### [YOUR TASK]
Find "Could you point to the white cabinet" in the records that follow; print that line and each subsequent line through the last one, verbatim and with nothing added.

Named object pointing entries:
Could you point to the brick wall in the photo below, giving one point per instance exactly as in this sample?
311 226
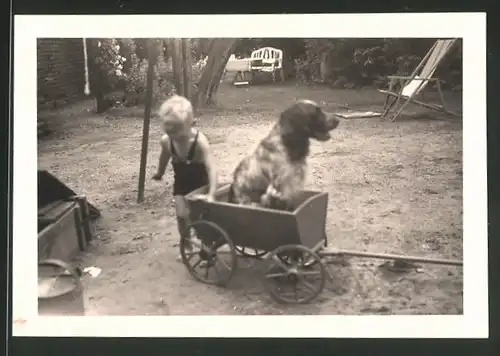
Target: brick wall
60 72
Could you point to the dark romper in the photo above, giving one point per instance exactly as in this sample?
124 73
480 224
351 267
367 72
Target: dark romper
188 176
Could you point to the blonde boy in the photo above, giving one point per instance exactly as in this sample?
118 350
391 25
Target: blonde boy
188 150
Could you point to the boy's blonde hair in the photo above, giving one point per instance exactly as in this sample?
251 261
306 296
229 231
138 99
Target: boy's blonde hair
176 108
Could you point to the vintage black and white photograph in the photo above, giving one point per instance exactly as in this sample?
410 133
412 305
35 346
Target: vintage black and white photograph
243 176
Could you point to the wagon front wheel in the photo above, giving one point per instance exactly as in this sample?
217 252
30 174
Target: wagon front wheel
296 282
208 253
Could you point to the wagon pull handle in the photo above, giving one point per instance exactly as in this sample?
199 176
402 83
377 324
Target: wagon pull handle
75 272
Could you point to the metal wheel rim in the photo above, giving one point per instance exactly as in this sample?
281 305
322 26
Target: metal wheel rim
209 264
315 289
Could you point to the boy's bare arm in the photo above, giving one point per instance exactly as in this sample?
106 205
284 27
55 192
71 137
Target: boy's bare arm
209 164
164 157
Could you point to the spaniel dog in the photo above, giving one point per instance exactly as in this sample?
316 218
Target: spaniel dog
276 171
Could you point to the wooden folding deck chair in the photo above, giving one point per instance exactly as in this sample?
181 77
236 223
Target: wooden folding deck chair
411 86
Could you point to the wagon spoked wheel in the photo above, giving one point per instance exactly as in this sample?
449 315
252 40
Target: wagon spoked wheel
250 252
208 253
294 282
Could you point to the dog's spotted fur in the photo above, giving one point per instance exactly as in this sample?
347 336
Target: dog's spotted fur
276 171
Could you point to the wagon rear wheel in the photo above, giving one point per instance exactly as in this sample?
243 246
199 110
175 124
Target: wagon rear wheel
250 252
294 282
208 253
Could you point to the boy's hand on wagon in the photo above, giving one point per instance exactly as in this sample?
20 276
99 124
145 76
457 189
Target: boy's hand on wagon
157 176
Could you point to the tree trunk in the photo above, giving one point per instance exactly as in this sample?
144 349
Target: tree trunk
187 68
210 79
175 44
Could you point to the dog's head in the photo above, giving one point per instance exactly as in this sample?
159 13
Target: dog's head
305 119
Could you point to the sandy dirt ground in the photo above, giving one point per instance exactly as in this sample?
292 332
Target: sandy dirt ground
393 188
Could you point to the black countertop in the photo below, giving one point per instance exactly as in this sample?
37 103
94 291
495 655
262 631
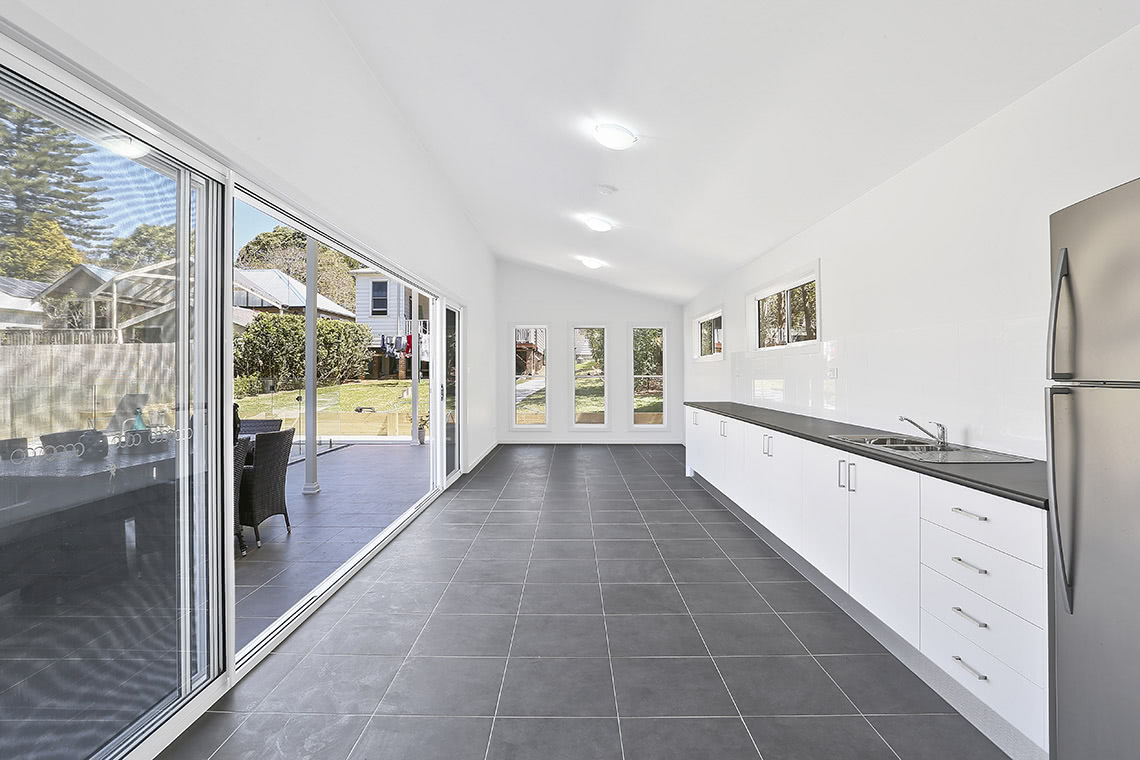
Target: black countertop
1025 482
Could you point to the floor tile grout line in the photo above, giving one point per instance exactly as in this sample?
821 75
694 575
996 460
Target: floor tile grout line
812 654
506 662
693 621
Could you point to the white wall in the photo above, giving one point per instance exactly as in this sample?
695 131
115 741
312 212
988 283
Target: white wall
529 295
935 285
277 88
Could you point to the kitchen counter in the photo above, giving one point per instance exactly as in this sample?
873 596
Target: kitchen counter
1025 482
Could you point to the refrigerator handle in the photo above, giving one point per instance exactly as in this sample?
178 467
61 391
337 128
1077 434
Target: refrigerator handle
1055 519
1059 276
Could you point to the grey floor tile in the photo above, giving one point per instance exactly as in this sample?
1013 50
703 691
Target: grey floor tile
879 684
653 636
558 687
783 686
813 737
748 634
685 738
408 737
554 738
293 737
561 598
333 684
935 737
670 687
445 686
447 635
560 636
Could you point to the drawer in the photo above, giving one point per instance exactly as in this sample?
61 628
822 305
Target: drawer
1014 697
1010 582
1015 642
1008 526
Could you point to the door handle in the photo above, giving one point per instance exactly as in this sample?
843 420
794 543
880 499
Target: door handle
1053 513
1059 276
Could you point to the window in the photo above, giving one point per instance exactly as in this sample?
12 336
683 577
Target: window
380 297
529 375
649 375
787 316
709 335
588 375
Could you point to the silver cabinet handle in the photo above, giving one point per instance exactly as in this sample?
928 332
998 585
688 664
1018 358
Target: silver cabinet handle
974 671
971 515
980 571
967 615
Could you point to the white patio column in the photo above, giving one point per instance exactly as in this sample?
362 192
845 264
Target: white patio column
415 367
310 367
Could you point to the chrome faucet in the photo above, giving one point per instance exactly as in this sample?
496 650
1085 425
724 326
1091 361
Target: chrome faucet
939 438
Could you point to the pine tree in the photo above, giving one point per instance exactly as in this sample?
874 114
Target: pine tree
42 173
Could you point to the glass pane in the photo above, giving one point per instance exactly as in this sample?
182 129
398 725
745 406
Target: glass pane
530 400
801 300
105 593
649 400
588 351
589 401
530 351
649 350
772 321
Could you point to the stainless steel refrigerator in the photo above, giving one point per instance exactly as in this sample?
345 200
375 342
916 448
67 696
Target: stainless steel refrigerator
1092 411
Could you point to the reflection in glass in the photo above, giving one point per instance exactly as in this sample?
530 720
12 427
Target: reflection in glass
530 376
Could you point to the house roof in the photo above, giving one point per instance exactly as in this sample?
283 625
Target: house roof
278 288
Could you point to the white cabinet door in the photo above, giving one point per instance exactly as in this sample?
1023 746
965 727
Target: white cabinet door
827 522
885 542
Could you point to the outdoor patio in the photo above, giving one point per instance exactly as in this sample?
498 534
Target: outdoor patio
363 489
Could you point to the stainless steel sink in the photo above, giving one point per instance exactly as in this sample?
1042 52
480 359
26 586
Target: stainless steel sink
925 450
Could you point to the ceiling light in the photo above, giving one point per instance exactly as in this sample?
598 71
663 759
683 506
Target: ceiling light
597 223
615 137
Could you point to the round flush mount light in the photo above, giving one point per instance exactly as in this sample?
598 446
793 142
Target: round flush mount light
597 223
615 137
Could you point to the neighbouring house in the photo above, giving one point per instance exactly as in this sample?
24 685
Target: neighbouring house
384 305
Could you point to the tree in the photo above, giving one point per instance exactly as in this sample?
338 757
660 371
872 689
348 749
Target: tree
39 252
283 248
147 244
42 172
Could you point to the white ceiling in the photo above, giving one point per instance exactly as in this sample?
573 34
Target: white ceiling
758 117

### [SOLUTION FOR THIS EXERCISE]
Could you point to the white cabinet door in the photo above, giving one point per instance exactly as in this sample?
1023 746
965 727
Target: white cabinet door
827 522
885 542
Could you point to the outdoor patio in the photo above, giving one point per instance exactly as in this sample?
498 534
Target: outdoor patio
363 489
Could you point to the stainless steel sink in the photo above, giving one point per instance exactly as in this sample?
1042 52
480 359
26 586
Target: stainless steel sink
925 450
Could you point to the ceiling light in the photo above, giving one point per instance exactly as in this sample?
598 71
663 759
683 506
Target: ceiling light
597 223
615 137
Could you point to the round flush mount light in the photo above, giving one point per instance exactly as in this sample?
598 446
793 142
Target: round flush mount light
597 223
615 137
Could you point to the neighbouring house in the photo above, giving one point per instance exactly as in this sample?
24 685
Target: neighbouring house
384 305
Could you point to the tree in the photo above, giving one point per instance exactly as in this sample?
338 757
660 371
872 689
348 749
Target: tree
39 252
283 248
147 244
42 172
Could you point to the white ceiling in the photo above, giving one point per instance exactly as in this sample?
573 34
Target: white ceiling
758 117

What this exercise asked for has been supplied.